Start
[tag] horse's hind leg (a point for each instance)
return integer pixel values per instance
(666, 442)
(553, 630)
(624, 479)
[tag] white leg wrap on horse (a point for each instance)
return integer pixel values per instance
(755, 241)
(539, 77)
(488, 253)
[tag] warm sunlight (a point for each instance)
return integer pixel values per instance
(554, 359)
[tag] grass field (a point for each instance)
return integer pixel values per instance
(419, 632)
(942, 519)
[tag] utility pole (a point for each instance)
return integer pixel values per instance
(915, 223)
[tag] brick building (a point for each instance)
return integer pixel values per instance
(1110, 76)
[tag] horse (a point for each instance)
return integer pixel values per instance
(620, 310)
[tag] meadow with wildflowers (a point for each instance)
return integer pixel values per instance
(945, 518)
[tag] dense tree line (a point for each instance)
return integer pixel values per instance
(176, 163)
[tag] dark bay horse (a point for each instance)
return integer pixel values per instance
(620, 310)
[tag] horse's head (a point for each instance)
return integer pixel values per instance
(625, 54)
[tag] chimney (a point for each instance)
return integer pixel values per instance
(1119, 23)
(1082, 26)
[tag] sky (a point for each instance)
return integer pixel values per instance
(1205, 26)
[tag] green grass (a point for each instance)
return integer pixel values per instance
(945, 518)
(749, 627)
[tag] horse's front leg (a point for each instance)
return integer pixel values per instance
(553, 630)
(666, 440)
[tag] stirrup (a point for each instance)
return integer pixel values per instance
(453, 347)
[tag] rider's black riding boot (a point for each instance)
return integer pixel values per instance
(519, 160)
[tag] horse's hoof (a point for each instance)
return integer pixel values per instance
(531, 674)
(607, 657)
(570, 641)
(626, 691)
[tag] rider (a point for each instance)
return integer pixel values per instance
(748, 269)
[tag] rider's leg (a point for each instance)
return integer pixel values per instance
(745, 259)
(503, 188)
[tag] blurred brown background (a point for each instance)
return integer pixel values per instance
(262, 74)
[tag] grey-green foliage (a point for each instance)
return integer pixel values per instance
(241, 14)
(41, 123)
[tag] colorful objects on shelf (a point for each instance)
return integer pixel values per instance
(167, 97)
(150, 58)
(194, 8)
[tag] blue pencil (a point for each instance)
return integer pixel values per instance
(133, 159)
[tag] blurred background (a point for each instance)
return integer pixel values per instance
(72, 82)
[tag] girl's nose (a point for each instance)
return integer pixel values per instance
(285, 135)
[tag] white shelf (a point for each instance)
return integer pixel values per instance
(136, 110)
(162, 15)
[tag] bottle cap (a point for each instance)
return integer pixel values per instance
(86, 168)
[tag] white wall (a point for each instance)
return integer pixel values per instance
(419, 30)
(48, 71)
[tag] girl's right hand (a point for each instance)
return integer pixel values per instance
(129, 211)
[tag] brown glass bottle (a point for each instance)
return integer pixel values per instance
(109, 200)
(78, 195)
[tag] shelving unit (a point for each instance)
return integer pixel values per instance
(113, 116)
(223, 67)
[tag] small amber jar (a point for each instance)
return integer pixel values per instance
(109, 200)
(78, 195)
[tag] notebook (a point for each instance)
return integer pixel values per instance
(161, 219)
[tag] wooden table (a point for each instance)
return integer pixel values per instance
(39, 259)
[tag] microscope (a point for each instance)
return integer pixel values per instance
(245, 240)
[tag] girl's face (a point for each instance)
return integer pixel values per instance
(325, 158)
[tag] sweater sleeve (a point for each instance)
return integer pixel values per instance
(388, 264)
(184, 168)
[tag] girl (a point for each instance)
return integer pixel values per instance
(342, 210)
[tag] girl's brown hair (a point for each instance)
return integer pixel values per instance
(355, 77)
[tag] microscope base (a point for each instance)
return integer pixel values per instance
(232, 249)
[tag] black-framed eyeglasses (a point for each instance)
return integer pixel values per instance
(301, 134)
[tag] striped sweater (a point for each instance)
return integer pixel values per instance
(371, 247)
End
[Objective] Write the data out again in full and exactly.

[Full output]
[tag] horse's hind leg (a point for each instance)
return integer pixel values per instance
(666, 442)
(553, 630)
(624, 479)
[tag] white leg wrap on horse (a point for each instance)
return integer pixel values per instance
(755, 241)
(539, 77)
(488, 253)
[tag] warm sunlight (a point for each instance)
return integer pixel values per instance
(554, 359)
[tag] grass field (a point for each instance)
return integer pixel values per instance
(419, 632)
(942, 519)
[tag] utility pole (a point for each instance)
return integer pixel values per instance
(915, 223)
[tag] brick building (a point for each instance)
return integer pixel values per instance
(1110, 76)
[tag] horse (a point for each instance)
return integer pixel values per instance
(620, 310)
[tag] meadow with wildflowers (a point for each instance)
return integer pixel values per instance
(945, 518)
[tag] dense tree line (a point for each instance)
return integer pixel values per instance
(176, 163)
[tag] dark bay horse (a point for each instance)
return integer pixel values per instance
(620, 310)
[tag] horse's head (a point for each instance)
return integer pixel values per instance
(625, 54)
[tag] chimney (a point for each instance)
return integer pixel values per instance
(1119, 23)
(1082, 26)
[tag] sky (a point for each instance)
return integer pixel values per instance
(1205, 26)
[tag] green grass (a point for each instance)
return integer pixel values per instance
(945, 518)
(749, 627)
[tag] horse's front leg (a point for each instance)
return integer pixel values per instance
(553, 630)
(666, 440)
[tag] stirrup (a point for each instance)
return integer pixel values per instance
(453, 347)
[tag] rider's black riding boot (a point for each instance)
return integer pixel values per instance
(519, 160)
[tag] horse's hoof (a point for each instance)
return integer pixel values per instance
(531, 674)
(607, 657)
(570, 641)
(626, 691)
[tag] rider (a point for each instance)
return integer pixel values per instance
(748, 269)
[tag] rider's leg (a point for each instance)
return integer pixel values per instance
(745, 259)
(503, 188)
[tag] blurred brown background (a point for each instance)
return integer pixel values per instance
(262, 74)
[tag] grey-green foliage (a point for each instance)
return integer pixel values per instance
(241, 14)
(41, 123)
[tag] colorful objects on shelf (a point for each instance)
return integer pixel values per instance
(167, 97)
(150, 58)
(194, 8)
[tag] blue pencil (a point for each instance)
return integer pixel values per instance
(133, 159)
[tag] blurred background (a point for each instance)
return integer pixel values per instance
(72, 82)
[tag] girl's nose (a point for each instance)
return integer pixel values per instance
(285, 135)
[tag] white shelf (a point for each instance)
return integer pixel values per instance
(136, 110)
(162, 15)
[tag] bottle cap (a point for each instance)
return integer pixel values per instance
(86, 168)
[tag] white wall (a point for each instance)
return integer pixel values per instance
(419, 30)
(48, 71)
[tag] girl's right hand (a point for each instance)
return integer pixel values per instance
(129, 211)
[tag] brown glass bottle (a point for each instance)
return integer pixel values per instance
(109, 200)
(78, 195)
[tag] shelving unit (a point for each instance)
return integer pixel values per instance
(113, 116)
(223, 67)
[tag] small amber jar (a point for each instance)
return integer pixel values per instance
(109, 200)
(78, 195)
[tag] notebook (a point for each instance)
return integer pixel values per instance
(161, 219)
[tag] wooden table (a point for each instance)
return integer pixel values per instance
(39, 259)
[tag] microscope (a point for each instance)
return integer pixel values per instance
(245, 240)
[tag] girl's face (a point for each instance)
return integer pixel values per instance
(325, 158)
[tag] sweater sleeve (a point for each instance)
return integer pixel values per instance
(388, 264)
(184, 168)
[tag] girl (a point for each instance)
return integer pixel values per instance
(342, 210)
[tag] girl's brown hair (a point for each instance)
return integer pixel values per instance
(355, 77)
[tag] microscope base (a point for each instance)
return integer pixel values per instance
(232, 249)
[tag] black-framed eyeglasses (a point for each instance)
return integer pixel values per instance
(301, 134)
[tag] striped sweater (a point for each instance)
return integer pixel values per instance
(371, 247)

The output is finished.